* Prompt 1: Reproduce, word for word, the passage of the article on the Pollock exhibition below that begins at the words "Borrowing from Pollock" and ends after the words "to approach art.".

* Page:
Borrowing from Pollock

Posted on 12 August 2011


Richard Prince By

By Andrew Rudansky

Guild Hall is opening its doors to famed artist Richard Prince this Saturday, August 13, for a premier of his new collection. The show entitled, “Covering Pollock,” uses photographs of the artist Jackson Pollock as both inspiration and canvas, while expressing Prince’s unique perspective on how to approach art.

Prince, born in Panama in 1949, works in a multi-media format with extensive usage of appropriated images. As an appropriation artist, he takes found imagery and puts it into his own original compositions.

This collection, which he has been working on since 2009, is comprised of 27 new works that have never been shown publicly. By combining acrylic paint, with photographs of famous pop icons, commercial pornography, canceled checks and other recognizable imagery, Prince is able to compress and then channel popular culture through his original artwork.

Prince uses stark photographs of Jackson Pollack and his wife Lee Krasner at their East Hampton home as templates on which to build. His paintings can be seen as commentary of both Pollack himself and the concept of the artist in general.

Christina Mossaides Strassfield, museum director and chief curator for Guild Hall said that the show will be infused with a fair dose of pop culture, it will feature “a lot of images that are recognizable to the public…Jackson Pollack at work, images from art history books, as well as photos of musicians and models.”

The work itself is presented mostly in black and white, with little color added. This austere lack of color projects a sense of moroseness to the viewer; this somber feeling hangs over much of Prince’s work. In many of the photos, Pollock is partially or completely obstructed by other images. His simultaneous presence and hidden nature in the collection is reflective of Pollock’s own personality; that of the famous recluse.

On top of the photos of Pollock are photos of deceased punk legend Sid Vicious, British model Kate Moss, as well as images of vintage pornography. The artist has said that he included these images because of his interest in imagining what Pollock would be doing and who he would be as an artist if he was alive today.

* Prompt 2: Collect every line of the records below that contains the string "white", treating uppercase and lowercase letters as different.

* Entries:
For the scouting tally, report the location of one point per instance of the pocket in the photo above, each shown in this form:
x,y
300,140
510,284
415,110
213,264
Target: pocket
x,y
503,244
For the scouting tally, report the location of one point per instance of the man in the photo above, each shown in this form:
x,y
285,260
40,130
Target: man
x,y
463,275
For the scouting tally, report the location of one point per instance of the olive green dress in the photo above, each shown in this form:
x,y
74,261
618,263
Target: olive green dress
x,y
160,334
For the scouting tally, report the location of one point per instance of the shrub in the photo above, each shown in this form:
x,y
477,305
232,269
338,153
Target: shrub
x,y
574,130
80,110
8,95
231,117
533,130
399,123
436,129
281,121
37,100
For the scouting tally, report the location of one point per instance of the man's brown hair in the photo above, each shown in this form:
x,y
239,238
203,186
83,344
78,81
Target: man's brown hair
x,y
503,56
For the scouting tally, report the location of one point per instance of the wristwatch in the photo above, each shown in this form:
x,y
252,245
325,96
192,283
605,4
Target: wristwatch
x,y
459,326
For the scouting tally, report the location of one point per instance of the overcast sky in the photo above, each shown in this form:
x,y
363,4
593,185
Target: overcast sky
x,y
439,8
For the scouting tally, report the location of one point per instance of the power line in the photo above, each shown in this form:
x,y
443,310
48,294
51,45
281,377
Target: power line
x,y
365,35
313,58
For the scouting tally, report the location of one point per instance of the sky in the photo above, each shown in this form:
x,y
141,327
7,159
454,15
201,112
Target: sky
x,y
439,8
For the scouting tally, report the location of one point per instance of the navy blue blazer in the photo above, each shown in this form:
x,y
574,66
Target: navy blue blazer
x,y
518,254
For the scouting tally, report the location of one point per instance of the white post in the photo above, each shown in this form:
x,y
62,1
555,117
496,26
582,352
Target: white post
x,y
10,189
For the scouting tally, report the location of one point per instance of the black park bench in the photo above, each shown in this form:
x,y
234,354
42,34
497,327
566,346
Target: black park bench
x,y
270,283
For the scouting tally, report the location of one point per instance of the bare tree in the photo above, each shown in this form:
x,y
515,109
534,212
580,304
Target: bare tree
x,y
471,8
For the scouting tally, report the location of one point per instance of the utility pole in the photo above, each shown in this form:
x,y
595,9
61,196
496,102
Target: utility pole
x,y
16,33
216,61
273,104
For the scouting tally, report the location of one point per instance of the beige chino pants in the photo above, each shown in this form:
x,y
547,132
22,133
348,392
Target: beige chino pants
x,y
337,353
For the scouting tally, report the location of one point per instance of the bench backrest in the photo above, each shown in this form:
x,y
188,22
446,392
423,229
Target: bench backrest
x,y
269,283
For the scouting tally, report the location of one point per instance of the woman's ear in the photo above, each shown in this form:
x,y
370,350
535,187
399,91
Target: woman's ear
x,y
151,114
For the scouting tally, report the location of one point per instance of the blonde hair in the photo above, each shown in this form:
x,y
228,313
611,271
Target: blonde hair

==

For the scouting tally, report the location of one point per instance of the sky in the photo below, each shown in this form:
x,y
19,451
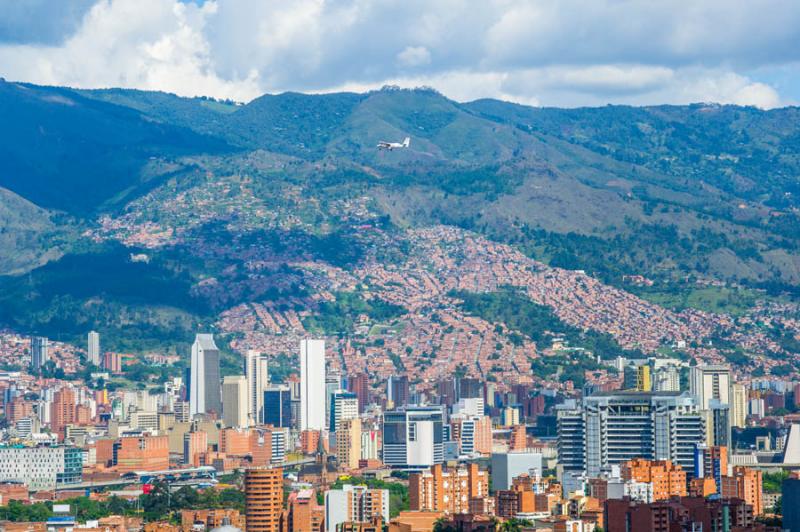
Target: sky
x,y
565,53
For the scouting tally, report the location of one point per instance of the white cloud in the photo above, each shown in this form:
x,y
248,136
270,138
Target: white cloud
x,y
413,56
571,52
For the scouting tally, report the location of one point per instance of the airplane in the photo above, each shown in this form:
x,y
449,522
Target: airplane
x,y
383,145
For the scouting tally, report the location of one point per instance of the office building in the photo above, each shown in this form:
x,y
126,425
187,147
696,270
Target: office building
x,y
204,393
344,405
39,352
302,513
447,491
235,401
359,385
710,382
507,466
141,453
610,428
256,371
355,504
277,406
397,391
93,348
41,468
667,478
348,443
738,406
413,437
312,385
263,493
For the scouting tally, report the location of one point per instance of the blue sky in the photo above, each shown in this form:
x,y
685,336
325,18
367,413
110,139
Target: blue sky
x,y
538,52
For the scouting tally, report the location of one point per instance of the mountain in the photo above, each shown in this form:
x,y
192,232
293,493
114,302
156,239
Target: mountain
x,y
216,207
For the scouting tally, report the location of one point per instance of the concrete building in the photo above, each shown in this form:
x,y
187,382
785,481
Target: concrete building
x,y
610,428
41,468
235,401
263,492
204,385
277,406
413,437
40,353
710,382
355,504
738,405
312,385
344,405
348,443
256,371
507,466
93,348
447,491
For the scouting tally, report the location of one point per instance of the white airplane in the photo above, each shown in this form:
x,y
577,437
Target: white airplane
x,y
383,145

* Written reply 1:
Borrowing from Pollock

Posted on 12 August 2011


Richard Prince By

By Andrew Rudansky

Guild Hall is opening its doors to famed artist Richard Prince this Saturday, August 13, for a premier of his new collection. The show entitled, “Covering Pollock,” uses photographs of the artist Jackson Pollock as both inspiration and canvas, while expressing Prince’s unique perspective on how to approach art.

* Written reply 2:
For the scouting tally, report the location of one point per instance of the white post in the photo above, each shown in this form:
Target: white post
For the scouting tally, report the location of one point per instance of the white cloud in the photo above, each shown in this form:
Target: white cloud
For the scouting tally, report the location of one point per instance of the white airplane in the photo above, each shown in this form:
Target: white airplane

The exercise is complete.